» Stated exercise
Copy the items word for word, from their beginning through the line containing "(304, 107), (489, 307)", with both ends included. Leave the pictures out of your reply.

○ ○ ○ ○ ○ ○ ○

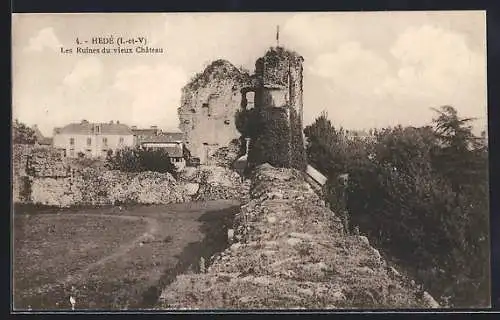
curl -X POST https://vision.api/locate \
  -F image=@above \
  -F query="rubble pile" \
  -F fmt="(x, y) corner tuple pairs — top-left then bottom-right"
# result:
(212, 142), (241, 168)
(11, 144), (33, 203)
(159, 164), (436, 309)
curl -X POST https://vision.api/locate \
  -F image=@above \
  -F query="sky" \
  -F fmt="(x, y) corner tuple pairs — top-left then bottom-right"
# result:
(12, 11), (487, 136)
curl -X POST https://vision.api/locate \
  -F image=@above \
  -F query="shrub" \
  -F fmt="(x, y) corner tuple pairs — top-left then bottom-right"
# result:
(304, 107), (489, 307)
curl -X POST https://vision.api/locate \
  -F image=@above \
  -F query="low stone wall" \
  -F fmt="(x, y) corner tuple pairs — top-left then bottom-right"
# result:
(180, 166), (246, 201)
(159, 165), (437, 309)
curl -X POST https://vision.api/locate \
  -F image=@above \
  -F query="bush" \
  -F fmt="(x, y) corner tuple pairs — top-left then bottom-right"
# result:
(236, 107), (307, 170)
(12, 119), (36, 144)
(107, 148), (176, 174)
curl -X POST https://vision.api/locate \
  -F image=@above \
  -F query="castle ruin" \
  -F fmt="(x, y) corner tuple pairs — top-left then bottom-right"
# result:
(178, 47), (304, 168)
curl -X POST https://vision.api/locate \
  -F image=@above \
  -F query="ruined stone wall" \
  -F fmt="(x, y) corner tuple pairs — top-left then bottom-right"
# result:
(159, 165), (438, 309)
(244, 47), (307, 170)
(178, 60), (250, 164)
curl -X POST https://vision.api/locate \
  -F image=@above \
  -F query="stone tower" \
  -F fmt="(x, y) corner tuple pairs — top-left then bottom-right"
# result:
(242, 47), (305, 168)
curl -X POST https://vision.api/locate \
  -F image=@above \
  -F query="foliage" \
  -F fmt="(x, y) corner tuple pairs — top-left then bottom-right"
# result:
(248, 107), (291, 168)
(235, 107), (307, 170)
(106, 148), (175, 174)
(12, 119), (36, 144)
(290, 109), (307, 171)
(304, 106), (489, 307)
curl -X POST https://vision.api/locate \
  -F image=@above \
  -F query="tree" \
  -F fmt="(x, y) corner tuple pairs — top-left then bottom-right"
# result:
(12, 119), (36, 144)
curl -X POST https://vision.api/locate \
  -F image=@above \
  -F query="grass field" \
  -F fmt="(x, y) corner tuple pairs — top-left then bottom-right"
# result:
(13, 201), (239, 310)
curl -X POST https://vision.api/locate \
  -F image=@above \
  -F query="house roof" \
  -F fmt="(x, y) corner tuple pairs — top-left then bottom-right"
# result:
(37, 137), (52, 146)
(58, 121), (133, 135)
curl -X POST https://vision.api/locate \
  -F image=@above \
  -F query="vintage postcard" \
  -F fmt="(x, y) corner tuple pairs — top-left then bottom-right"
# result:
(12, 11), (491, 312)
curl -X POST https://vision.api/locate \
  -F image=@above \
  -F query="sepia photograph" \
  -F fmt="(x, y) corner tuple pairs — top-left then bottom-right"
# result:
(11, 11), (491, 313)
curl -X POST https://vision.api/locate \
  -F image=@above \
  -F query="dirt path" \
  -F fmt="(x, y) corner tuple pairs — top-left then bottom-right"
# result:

○ ○ ○ ○ ○ ○ ○

» Solution to the problem
curl -X POST https://vision.api/locate \
  -F image=@above \
  -F query="rubble pile" \
  -F fmt="(x, y) corner tuple pairs — top-left then bottom-right"
# result:
(212, 142), (241, 168)
(11, 144), (33, 203)
(159, 164), (436, 309)
curl -X POST https://vision.api/locate \
  -F image=@above \
  -F query="sky" \
  -F fmt="(x, y) corner tuple pairs — top-left then bottom-right"
# result:
(12, 11), (487, 136)
curl -X POST https://vision.api/locate \
  -F image=@above \
  -F query="shrub" \
  -F fmt="(x, y) corner tuple pairs — top-left then bottom-right"
# result:
(304, 107), (489, 307)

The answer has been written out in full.